#### PROBLEM:
Output the line that contains "For the benchmark, mark every instance of the tank gun" and every line after it to the end of the entries, with nothing added or left out.

#### TASK DATA:

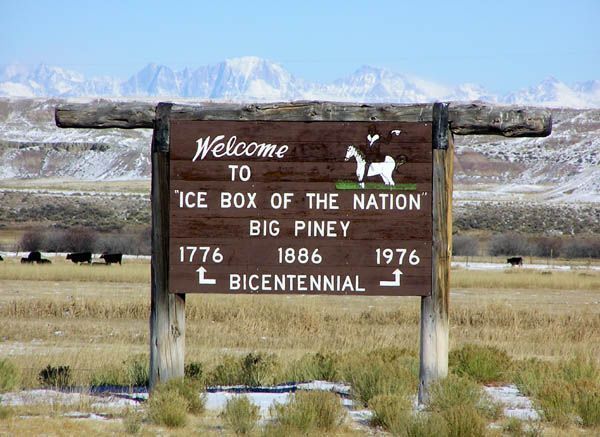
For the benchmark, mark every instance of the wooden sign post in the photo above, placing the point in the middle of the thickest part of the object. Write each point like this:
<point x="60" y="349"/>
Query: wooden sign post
<point x="302" y="198"/>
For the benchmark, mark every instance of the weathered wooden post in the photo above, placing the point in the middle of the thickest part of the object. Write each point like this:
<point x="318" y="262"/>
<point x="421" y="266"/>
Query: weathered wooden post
<point x="434" y="308"/>
<point x="167" y="310"/>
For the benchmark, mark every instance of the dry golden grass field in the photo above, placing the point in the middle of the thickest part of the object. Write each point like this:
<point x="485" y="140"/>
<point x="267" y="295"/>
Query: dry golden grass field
<point x="94" y="319"/>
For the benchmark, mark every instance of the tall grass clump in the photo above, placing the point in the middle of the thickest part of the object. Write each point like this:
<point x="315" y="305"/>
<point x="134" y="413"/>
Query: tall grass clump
<point x="380" y="374"/>
<point x="562" y="391"/>
<point x="253" y="370"/>
<point x="323" y="366"/>
<point x="137" y="371"/>
<point x="5" y="412"/>
<point x="307" y="413"/>
<point x="55" y="376"/>
<point x="455" y="391"/>
<point x="587" y="404"/>
<point x="190" y="391"/>
<point x="132" y="421"/>
<point x="483" y="364"/>
<point x="240" y="415"/>
<point x="167" y="408"/>
<point x="464" y="421"/>
<point x="555" y="400"/>
<point x="530" y="375"/>
<point x="9" y="376"/>
<point x="194" y="370"/>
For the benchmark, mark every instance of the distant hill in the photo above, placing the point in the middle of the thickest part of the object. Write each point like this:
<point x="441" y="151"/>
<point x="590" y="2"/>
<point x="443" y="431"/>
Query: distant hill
<point x="562" y="167"/>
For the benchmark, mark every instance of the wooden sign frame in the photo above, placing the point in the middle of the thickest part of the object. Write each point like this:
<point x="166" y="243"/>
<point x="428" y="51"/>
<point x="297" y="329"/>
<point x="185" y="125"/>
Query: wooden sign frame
<point x="168" y="315"/>
<point x="167" y="318"/>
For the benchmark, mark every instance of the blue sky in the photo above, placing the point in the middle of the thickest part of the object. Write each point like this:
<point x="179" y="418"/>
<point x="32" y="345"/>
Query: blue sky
<point x="502" y="45"/>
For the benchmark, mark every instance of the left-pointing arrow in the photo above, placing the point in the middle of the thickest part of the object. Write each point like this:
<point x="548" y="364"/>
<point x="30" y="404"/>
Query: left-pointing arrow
<point x="202" y="280"/>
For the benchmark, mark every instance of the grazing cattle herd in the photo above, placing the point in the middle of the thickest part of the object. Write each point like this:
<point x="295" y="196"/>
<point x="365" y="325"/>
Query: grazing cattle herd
<point x="35" y="257"/>
<point x="80" y="257"/>
<point x="515" y="261"/>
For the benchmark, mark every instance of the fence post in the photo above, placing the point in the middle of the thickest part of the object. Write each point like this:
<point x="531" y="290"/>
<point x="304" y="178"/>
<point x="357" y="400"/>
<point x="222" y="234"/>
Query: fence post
<point x="167" y="310"/>
<point x="434" y="308"/>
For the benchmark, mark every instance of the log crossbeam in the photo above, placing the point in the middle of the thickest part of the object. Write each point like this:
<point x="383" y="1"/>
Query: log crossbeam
<point x="463" y="118"/>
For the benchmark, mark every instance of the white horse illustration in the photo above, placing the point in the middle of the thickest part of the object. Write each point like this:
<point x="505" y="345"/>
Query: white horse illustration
<point x="384" y="169"/>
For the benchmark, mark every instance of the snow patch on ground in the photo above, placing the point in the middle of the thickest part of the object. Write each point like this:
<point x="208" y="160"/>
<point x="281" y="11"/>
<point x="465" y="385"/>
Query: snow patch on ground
<point x="515" y="404"/>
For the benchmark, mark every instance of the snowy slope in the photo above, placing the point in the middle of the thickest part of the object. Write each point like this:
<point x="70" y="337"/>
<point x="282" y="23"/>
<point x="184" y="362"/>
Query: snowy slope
<point x="562" y="167"/>
<point x="254" y="79"/>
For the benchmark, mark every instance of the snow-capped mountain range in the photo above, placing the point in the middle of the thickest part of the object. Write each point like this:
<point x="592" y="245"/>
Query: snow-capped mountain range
<point x="256" y="79"/>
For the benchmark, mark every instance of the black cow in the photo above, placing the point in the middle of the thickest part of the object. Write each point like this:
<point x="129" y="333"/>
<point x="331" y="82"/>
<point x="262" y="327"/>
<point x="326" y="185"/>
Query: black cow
<point x="515" y="261"/>
<point x="110" y="258"/>
<point x="80" y="257"/>
<point x="34" y="256"/>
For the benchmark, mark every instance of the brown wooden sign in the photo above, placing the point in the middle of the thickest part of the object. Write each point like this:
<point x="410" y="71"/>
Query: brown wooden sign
<point x="277" y="207"/>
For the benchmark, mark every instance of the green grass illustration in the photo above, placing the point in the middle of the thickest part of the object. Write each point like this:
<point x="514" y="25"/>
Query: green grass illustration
<point x="352" y="185"/>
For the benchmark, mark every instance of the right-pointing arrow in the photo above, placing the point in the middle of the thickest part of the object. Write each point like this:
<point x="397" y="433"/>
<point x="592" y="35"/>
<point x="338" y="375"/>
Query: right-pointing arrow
<point x="395" y="283"/>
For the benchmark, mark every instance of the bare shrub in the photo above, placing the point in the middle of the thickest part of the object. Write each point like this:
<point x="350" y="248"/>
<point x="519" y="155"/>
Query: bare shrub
<point x="54" y="241"/>
<point x="32" y="240"/>
<point x="582" y="248"/>
<point x="509" y="244"/>
<point x="144" y="243"/>
<point x="116" y="243"/>
<point x="546" y="246"/>
<point x="79" y="240"/>
<point x="465" y="245"/>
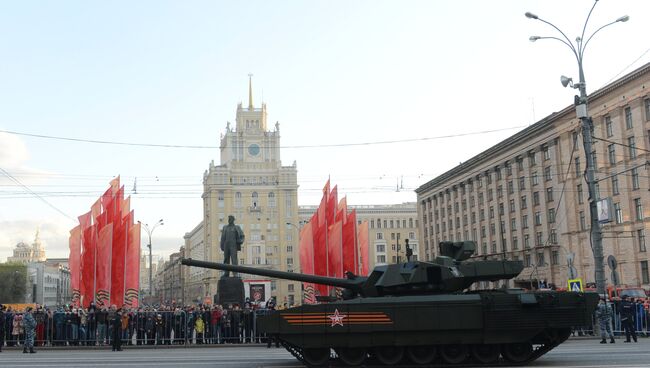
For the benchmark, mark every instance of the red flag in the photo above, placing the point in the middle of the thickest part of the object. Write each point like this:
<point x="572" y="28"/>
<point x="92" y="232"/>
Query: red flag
<point x="132" y="288"/>
<point x="115" y="185"/>
<point x="332" y="202"/>
<point x="307" y="260"/>
<point x="103" y="274"/>
<point x="75" y="264"/>
<point x="350" y="255"/>
<point x="362" y="237"/>
<point x="335" y="250"/>
<point x="118" y="255"/>
<point x="88" y="266"/>
<point x="342" y="210"/>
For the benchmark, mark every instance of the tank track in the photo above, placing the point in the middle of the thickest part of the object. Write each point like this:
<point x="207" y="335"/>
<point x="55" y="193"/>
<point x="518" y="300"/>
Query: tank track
<point x="538" y="351"/>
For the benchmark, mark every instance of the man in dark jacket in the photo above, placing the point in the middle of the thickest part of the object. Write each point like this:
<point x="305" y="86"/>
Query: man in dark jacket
<point x="628" y="311"/>
<point x="2" y="326"/>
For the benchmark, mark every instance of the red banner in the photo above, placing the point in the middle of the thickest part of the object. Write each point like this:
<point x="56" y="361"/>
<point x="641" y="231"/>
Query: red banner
<point x="335" y="250"/>
<point x="103" y="274"/>
<point x="350" y="255"/>
<point x="132" y="278"/>
<point x="74" y="262"/>
<point x="118" y="258"/>
<point x="88" y="266"/>
<point x="362" y="237"/>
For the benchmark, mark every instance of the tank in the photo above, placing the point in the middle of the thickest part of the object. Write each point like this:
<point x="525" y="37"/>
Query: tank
<point x="422" y="313"/>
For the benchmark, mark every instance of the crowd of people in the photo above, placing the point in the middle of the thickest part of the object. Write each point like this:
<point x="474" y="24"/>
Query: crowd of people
<point x="164" y="324"/>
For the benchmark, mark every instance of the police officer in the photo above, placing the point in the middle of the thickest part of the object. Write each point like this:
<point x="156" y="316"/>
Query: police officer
<point x="604" y="316"/>
<point x="627" y="318"/>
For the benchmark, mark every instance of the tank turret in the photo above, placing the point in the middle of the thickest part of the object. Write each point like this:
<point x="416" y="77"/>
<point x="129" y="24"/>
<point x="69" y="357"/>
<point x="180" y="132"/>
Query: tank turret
<point x="452" y="271"/>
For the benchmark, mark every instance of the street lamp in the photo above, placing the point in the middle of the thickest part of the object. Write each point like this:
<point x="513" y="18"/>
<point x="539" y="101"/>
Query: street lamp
<point x="149" y="231"/>
<point x="578" y="49"/>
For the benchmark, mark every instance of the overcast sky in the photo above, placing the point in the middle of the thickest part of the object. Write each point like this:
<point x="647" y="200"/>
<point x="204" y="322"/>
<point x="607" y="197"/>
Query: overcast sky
<point x="460" y="73"/>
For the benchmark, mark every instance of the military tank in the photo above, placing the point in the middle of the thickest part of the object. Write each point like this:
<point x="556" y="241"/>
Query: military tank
<point x="424" y="313"/>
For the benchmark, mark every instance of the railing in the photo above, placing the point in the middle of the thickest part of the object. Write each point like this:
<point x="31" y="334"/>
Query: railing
<point x="143" y="328"/>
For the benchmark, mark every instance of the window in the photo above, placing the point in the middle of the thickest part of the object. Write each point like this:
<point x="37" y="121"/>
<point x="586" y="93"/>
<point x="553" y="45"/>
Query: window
<point x="635" y="178"/>
<point x="526" y="241"/>
<point x="644" y="272"/>
<point x="628" y="117"/>
<point x="549" y="194"/>
<point x="618" y="213"/>
<point x="546" y="153"/>
<point x="579" y="194"/>
<point x="631" y="147"/>
<point x="539" y="239"/>
<point x="608" y="126"/>
<point x="555" y="258"/>
<point x="611" y="153"/>
<point x="551" y="215"/>
<point x="524" y="222"/>
<point x="640" y="237"/>
<point x="638" y="208"/>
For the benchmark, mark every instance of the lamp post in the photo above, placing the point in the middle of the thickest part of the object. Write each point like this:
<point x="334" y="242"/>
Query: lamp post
<point x="578" y="49"/>
<point x="149" y="231"/>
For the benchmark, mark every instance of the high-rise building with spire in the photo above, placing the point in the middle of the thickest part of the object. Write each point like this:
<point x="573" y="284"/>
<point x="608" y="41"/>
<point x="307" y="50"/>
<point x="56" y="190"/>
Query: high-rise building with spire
<point x="251" y="184"/>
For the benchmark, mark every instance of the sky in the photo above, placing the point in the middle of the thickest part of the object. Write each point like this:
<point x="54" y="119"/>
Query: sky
<point x="378" y="96"/>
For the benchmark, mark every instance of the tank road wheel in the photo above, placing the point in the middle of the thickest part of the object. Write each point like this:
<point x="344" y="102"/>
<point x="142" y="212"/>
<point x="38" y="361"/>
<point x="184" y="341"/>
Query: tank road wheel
<point x="517" y="352"/>
<point x="454" y="354"/>
<point x="389" y="355"/>
<point x="421" y="354"/>
<point x="352" y="356"/>
<point x="316" y="356"/>
<point x="486" y="353"/>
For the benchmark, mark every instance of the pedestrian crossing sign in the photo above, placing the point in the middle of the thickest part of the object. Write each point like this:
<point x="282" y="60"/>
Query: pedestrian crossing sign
<point x="575" y="285"/>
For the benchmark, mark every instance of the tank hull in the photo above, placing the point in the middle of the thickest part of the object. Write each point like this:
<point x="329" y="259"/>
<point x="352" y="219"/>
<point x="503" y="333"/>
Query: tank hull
<point x="503" y="318"/>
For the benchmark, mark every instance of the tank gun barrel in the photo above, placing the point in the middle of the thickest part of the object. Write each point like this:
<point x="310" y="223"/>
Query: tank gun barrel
<point x="354" y="285"/>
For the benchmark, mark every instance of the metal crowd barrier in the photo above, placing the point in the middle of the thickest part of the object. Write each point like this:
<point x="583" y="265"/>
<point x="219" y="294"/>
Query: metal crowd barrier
<point x="143" y="328"/>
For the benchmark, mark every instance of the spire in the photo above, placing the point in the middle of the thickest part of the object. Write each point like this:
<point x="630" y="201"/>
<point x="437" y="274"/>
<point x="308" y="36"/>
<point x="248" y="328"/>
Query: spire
<point x="250" y="91"/>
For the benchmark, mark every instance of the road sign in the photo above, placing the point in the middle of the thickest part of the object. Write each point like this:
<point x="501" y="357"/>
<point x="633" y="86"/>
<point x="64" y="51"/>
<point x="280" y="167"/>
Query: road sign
<point x="576" y="285"/>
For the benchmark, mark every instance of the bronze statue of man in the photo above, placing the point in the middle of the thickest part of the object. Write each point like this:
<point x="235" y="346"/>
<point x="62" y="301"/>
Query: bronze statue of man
<point x="232" y="237"/>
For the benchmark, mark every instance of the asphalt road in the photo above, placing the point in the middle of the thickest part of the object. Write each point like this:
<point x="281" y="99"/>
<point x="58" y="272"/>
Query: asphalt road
<point x="581" y="353"/>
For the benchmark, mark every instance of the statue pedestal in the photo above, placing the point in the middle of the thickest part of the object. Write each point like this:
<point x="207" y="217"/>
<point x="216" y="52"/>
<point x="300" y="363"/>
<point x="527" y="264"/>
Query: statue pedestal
<point x="230" y="290"/>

#### COMPLETE ANSWER:
For the benchmark, mark every instance of the tank gun barrel in the photo above, placing the point in the middle of the thickest part of the object. Write each point like this:
<point x="310" y="223"/>
Query: tank gun barrel
<point x="354" y="285"/>
For the benchmark, mark every instance of the metal crowd barrier in the photo above, placing the point in the middle of the thickest part of the object. Write each point like this:
<point x="583" y="265"/>
<point x="219" y="294"/>
Query: metal crowd barrier
<point x="143" y="328"/>
For the benchmark, mark every instance of the spire in the photo above, placing the point in the middle of the thickest part of the object. Write each point like this:
<point x="630" y="201"/>
<point x="437" y="274"/>
<point x="308" y="36"/>
<point x="248" y="328"/>
Query: spire
<point x="250" y="91"/>
For the benchmark, mark every instance of the road sign in the photo above, placing the point in the middle of the thickest part of the object. Write each point like this:
<point x="501" y="357"/>
<point x="633" y="86"/>
<point x="64" y="51"/>
<point x="280" y="167"/>
Query: road sign
<point x="576" y="285"/>
For the benchmark, mark every instance of the bronze statue of man in the photo above, placing the point in the middle of the thickest part of the object. Write each point like this:
<point x="235" y="346"/>
<point x="62" y="301"/>
Query: bronze statue of man
<point x="232" y="237"/>
For the benchmark, mark every instance of the asphalt road in the photo above, placing the point in the middle of the thickest part of the object. Write each point like this:
<point x="281" y="99"/>
<point x="58" y="272"/>
Query: asphalt road
<point x="581" y="353"/>
For the benchmark, mark every instance of the statue pedestal in the photo above, placing the point in the middle of the thickest part of the object. Write each point like this:
<point x="207" y="217"/>
<point x="216" y="52"/>
<point x="300" y="363"/>
<point x="527" y="264"/>
Query: statue pedestal
<point x="230" y="290"/>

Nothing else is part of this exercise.